# GIVEN PROBLEM
Select each line of the listing below that contains the word "gray" and copy those lines.

# Records from a point-labeling set
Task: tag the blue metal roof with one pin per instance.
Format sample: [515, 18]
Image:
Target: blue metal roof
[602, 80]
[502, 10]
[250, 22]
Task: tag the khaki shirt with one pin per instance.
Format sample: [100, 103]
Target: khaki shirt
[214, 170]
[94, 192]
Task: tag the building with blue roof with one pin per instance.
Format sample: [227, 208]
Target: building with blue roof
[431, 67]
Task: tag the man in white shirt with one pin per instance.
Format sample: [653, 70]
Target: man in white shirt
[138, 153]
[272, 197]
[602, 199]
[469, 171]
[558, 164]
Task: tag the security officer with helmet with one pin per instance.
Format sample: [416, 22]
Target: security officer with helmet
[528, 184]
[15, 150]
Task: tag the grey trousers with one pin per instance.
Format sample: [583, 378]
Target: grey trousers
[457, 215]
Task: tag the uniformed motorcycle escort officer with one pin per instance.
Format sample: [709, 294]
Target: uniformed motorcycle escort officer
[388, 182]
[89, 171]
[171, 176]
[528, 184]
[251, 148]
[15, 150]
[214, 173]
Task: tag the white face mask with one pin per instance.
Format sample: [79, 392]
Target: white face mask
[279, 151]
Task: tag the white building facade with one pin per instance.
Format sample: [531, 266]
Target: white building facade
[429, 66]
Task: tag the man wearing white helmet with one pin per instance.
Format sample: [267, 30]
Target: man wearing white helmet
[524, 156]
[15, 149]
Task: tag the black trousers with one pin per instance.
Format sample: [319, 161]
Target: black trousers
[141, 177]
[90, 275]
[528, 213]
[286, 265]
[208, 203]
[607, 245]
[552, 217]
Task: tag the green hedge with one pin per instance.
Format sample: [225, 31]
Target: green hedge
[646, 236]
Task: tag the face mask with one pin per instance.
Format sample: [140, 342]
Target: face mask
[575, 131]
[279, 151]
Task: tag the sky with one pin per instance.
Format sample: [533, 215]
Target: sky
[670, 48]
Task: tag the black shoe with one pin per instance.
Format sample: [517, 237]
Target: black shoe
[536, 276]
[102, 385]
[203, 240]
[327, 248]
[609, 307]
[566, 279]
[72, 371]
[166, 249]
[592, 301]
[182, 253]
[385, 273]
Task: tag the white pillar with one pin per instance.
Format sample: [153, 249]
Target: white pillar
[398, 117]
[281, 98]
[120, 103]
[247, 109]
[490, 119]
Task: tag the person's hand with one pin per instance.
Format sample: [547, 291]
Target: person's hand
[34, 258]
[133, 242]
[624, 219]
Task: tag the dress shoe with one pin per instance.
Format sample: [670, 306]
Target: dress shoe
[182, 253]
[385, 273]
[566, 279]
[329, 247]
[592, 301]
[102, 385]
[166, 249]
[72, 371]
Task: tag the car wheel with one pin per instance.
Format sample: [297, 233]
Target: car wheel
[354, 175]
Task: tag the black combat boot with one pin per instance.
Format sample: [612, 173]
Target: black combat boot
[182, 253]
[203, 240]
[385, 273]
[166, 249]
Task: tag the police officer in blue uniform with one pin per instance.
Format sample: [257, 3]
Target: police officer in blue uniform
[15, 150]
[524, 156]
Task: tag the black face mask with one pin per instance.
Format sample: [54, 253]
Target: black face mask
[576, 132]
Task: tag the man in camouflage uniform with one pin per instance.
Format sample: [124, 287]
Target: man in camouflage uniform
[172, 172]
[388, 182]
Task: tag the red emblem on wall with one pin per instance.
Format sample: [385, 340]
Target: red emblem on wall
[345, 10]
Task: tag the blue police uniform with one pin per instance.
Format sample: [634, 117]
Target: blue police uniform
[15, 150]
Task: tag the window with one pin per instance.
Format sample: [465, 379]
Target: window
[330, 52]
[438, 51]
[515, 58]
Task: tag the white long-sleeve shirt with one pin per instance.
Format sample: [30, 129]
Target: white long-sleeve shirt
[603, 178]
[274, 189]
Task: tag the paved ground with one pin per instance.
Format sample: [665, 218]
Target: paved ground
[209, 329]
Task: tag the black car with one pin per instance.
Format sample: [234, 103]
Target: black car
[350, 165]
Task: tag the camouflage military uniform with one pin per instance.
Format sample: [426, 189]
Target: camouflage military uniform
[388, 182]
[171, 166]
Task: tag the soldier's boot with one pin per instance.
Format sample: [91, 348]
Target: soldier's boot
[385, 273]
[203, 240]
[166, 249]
* * *
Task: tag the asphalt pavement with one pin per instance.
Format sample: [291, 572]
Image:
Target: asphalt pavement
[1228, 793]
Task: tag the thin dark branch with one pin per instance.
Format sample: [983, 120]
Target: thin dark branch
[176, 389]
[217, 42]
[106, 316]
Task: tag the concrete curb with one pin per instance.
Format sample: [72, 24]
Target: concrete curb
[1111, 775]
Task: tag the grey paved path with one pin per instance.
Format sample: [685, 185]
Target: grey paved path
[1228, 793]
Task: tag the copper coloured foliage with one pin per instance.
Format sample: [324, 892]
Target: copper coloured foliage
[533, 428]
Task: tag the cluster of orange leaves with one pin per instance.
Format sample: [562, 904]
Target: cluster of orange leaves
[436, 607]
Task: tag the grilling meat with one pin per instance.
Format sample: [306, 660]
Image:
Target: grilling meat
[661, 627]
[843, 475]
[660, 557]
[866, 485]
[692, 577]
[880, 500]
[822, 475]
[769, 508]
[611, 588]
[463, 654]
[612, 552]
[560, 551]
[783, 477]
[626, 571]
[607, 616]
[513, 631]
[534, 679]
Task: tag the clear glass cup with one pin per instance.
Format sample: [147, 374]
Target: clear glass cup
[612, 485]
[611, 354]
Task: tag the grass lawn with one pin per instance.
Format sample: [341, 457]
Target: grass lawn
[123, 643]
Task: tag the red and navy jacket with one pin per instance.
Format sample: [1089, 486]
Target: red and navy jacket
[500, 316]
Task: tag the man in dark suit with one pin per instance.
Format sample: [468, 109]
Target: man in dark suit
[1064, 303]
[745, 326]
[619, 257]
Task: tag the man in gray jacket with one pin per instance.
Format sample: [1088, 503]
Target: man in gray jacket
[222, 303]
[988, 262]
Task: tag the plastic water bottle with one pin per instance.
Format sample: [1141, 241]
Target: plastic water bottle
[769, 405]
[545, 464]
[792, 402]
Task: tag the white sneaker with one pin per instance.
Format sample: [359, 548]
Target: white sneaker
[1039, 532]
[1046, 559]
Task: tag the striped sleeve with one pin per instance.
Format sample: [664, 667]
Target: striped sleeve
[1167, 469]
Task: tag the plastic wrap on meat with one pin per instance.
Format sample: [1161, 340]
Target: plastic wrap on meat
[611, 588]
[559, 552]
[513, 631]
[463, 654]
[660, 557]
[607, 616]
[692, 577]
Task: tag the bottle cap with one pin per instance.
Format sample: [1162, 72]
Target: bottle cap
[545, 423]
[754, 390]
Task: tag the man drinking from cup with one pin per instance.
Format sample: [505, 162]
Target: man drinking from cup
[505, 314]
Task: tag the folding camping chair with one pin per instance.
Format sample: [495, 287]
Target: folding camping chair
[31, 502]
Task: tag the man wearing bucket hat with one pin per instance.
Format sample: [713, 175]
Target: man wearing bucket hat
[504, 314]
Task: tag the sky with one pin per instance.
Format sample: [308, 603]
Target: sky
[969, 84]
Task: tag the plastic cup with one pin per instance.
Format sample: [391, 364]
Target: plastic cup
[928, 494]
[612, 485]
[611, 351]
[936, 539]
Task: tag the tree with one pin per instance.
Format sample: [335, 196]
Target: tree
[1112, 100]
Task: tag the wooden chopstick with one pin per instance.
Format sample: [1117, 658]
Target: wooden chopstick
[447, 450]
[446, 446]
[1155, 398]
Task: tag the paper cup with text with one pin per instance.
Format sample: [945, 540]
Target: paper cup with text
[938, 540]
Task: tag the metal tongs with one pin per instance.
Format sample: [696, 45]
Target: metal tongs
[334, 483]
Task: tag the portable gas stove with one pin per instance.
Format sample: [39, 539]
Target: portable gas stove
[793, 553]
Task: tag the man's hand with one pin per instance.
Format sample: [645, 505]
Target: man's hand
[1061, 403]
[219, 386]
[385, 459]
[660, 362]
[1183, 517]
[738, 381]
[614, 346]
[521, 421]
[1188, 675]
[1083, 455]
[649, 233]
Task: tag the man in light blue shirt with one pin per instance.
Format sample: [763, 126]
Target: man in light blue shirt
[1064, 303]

# SOLUTION TO THIS TASK
Task: tag the man in gray jacket with one pin per instance.
Target: man in gray jacket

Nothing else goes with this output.